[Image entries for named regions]
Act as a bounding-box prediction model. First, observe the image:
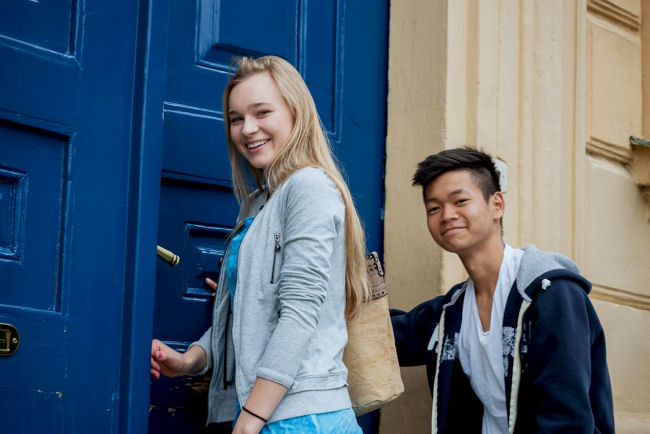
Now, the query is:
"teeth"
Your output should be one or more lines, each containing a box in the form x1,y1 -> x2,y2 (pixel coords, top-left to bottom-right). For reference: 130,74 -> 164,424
246,139 -> 269,149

• [Given request] Rewrite the listing above with "query" replaced by "search term" and everything else left unchanged. Leave the pictures out of your answer.

• [Full answer]
Act as a bounding-box prediction model. First, observe the image:
Now, the search term is:
"teeth"
Your output should be one or more lines, each containing a box in the form x1,y1 -> x2,y2 (pixel coords, top-left to bottom-right). For reference: 130,74 -> 164,424
246,139 -> 269,149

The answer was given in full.